# Stated problem a
Turn the records, from the line containing "spot the blonde hair" through the end of the records, into a numbered list with blank lines omitted and pictures left out.

# Given passage
Oct 17, 2020 at 19:27 comment added ramatsu Yeah, Legacy software was my #1 theory above. Very familiar with the issue, but still somewhat amazed that those systems haven't added front-end security layers in more modern frameworks. Would the middleware be vulnerable?
Oct 17, 2020 at 16:07 comment added dmuensterer @rackandboneman Well, any current system that stops you from using <script> in your password is clearly doing something wrong. There are methods in almost any programming language to convert HTML entities so there is really no excuse.
Oct 17, 2020 at 5:10 comment added l0b0 @ToddWilcox Surely you wouldn't apply XSS injection checks to absolutely every field? You wouldn't be able to send basically any binary files to the website.

# Stated problem b
In the comment thread, take the stretch from "Oct 17, 2020 at 19:27" through "middleware be vulnerable?" and switch "middleware" to "backend".

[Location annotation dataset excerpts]

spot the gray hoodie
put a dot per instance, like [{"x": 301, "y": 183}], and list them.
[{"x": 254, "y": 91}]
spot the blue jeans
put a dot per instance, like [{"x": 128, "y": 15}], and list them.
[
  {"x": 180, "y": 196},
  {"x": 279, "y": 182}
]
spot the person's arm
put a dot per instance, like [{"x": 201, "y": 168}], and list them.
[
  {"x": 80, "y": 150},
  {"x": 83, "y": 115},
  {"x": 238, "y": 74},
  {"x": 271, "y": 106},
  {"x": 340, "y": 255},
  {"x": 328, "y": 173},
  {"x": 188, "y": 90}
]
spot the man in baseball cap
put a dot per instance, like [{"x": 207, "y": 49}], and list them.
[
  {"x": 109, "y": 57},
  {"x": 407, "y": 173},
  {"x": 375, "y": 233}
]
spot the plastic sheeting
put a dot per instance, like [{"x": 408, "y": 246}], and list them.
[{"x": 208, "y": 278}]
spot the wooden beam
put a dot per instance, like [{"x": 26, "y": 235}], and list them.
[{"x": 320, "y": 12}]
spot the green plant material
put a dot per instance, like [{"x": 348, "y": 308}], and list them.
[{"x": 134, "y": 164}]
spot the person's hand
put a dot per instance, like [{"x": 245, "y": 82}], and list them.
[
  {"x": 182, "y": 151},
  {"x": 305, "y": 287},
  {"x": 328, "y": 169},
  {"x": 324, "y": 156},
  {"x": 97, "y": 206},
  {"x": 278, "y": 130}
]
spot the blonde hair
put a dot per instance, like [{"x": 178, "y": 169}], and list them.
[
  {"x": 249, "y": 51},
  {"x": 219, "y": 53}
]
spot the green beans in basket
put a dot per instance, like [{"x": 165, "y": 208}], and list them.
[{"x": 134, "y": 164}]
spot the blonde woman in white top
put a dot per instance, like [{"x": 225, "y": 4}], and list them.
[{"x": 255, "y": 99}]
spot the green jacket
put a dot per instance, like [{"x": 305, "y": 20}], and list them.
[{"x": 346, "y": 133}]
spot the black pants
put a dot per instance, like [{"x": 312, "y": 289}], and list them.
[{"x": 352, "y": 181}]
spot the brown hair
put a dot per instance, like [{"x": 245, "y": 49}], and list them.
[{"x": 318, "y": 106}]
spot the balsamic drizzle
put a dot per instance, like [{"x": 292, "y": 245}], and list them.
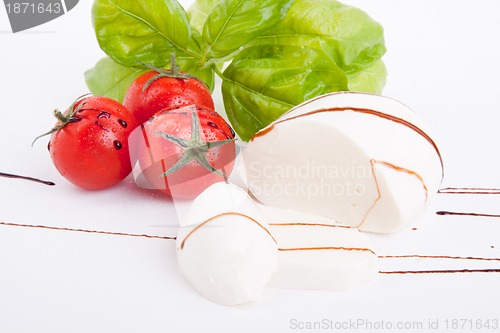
[{"x": 31, "y": 179}]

# Correct result a
1. spot the blonde hair
2. put a dot per instance, like [{"x": 178, "y": 169}], and list them.
3. [
4.   {"x": 249, "y": 51},
5.   {"x": 219, "y": 53}
6. ]
7. spot the green beans in basket
8. put a dot per instance, like [{"x": 165, "y": 208}], and list them.
9. [{"x": 134, "y": 164}]
10. spot the blonde woman in white top
11. put a dot per instance, like [{"x": 225, "y": 4}], and list them.
12. [{"x": 255, "y": 99}]
13. spot the green jacket
14. put a dot per instance, like [{"x": 305, "y": 20}], and list them.
15. [{"x": 346, "y": 133}]
16. spot the black pants
17. put a dot per instance, like [{"x": 312, "y": 289}], and list them.
18. [{"x": 352, "y": 181}]
19. spot the brown hair
20. put a dot per instance, like [{"x": 245, "y": 49}], and list them.
21. [{"x": 318, "y": 106}]
22. spot the balsamic drizzle
23. put a dot per instance, like [{"x": 292, "y": 245}], and list them.
24. [{"x": 31, "y": 179}]

# Correct result b
Oct 17, 2020 at 19:27 comment added ramatsu Yeah, Legacy software was my #1 theory above. Very familiar with the issue, but still somewhat amazed that those systems haven't added front-end security layers in more modern frameworks. Would the backend be vulnerable?